Passage shown: Begin
I'm afraid upgrading to 1.51.1 wasn't the solution after all :( I've upgraded to HA dev and confirmed grpc 1.51.1 is installed, but load isn't dropping just yet (it's been a couple of hours after I've upgraded). I have also disabled and re-enabled the project on the Device Access Console at Google, hoping to clear any backlog or cache there (if that's even a thing).

top - 14:12:28 up 2 days, 23:16,  2 users,  load average: 1.70, 1.24, 1.09
Tasks: 198 total,   1 running, 197 sleeping,   0 stopped,   0 zombie
%Cpu(s): 12.2 us, 11.8 sy,  0.0 ni, 75.6 id,  0.4 wa,  0.0 hi,  0.0 si,  0.0 st
MiB Mem :   3844.3 total,    835.1 free,   1202.9 used,   1806.3 buff/cache
MiB Swap:    100.0 total,     98.7 free,      1.3 used.   2269.9 avail Mem

  PID USER      PR  NI    VIRT    RES    SHR S  %CPU  %MEM     TIME+ COMMAND
23750 root      20   0  491588 236772  48348 S  77.7   6.0 192:12.00 python3 -m homeassistant --config /config

Also this shows up in my log (has been there for quite some time, I think it's related to our issue):

2022-12-08 14:10:20.755 INFO (MainThread) [google_nest_sdm.event_media] Checking cache size 1010
2022-12-08 14:10:28.124 INFO (MainThread) [google_nest_sdm.event_media] Checking cache size 1010
2022-12-08 14:11:10.428 INFO (MainThread) [google_nest_sdm.event_media] Checking cache size 1011

allenporter commented 1 year ago

Thanks I'll remove the logging, that's a mistake.

Sorry, why do you think this log is related? I already diagnosed the root cause as being grpc overhead and this isn't it. It may just be a different grpc issue.

dynasticorpheus commented 1 year ago

I upgraded my 2022.12.3 instance to 1.51 musl wheels and sadly see a substantial increase in short and longer term load. Logs do not show anything strange and all seems to work fine. Any logging I can provide to help out?
Passage shown: End
Extracted information: Begin
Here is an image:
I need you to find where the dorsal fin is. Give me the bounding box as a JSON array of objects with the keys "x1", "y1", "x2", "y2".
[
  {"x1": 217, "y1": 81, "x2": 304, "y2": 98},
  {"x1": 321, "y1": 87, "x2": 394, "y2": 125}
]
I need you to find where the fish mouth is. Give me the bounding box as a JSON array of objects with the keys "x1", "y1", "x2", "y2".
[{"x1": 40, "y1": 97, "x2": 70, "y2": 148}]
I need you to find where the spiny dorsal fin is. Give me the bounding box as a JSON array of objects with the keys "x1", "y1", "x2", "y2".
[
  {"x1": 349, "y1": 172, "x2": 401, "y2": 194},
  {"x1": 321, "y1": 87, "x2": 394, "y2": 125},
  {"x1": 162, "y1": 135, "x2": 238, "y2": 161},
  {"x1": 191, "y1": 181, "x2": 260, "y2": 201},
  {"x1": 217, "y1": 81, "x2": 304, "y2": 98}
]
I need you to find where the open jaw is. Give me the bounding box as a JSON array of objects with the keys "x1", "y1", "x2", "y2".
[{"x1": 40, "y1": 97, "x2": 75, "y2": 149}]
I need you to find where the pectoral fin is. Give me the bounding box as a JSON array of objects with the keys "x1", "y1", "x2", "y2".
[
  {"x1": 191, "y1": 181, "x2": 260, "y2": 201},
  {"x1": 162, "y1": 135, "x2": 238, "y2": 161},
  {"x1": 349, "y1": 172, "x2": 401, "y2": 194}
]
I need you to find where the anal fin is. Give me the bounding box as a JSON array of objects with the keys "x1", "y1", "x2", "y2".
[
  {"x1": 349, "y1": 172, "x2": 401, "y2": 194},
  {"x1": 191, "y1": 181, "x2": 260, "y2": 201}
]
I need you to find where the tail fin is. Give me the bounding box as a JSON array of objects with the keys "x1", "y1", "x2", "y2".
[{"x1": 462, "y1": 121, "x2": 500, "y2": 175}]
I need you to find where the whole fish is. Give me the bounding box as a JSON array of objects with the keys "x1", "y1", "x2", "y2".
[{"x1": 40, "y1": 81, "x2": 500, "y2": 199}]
Extracted information: End
_Exercise directions_
Continue the thread above about Home Assistant CPU load after the grpc upgrade, starting after its last sentence.

_Exercise response_
allenporter commented 1 year ago

Hi, you need to use a profiler. See updates from me on this bug or otber related bugs where I've posted profiler results as examples.

DrMikeyS commented 1 year ago

Seeing the same issue. Bit of a noob question - how do i apply the fix?

allenporter commented 1 year ago

@DrMikeyS @dynasticorpheus the new version of grpc has not yet been integrated into home assistant production build.

DrMikeyS commented 1 year ago

Ah - understood. What are the typical time frames for such a bugfix being pushed into prod?

On Wed, 21 Dec 2022 at 18:08, Allen Porter @.***> wrote:

@DrMikeyS https://github.com/DrMikeyS @dynasticorpheus https://github.com/dynasticorpheus the new version of grpc has not yet been integrated into home assistant production build.

— Reply to this email directly, view it on GitHub https://github.com/home-assistant/core/issues/66983#issuecomment-1361788560, or unsubscribe https://github.com/notifications/unsubscribe-auth/AB26HX62X2TFBPN75SULD4DWONBRFANCNFSM5O6POPZQ . You are receiving this because you were mentioned.Message ID: @.***>

dynasticorpheus commented 1 year ago

@allenporter I upgraded grpc manually using pre-build wheels on my prod instance as per my previous comment. Unsure if this is a proper test of course.

allenporter commented 1 year ago

Ah - understood. What are the typical time frames for such a bugfix being pushed into prod?

Home assistant releases happen monthly. (I don't believe this was tagged for a patch release)

DrMikeyS commented 1 year ago

Ah - understood. What are the typical time frames for such a bugfix being pushed into prod?

Home assistant releases happen monthly. (I don't believe this was tagged for a patch release)

Thanks for the update. And thanks for the work on the project.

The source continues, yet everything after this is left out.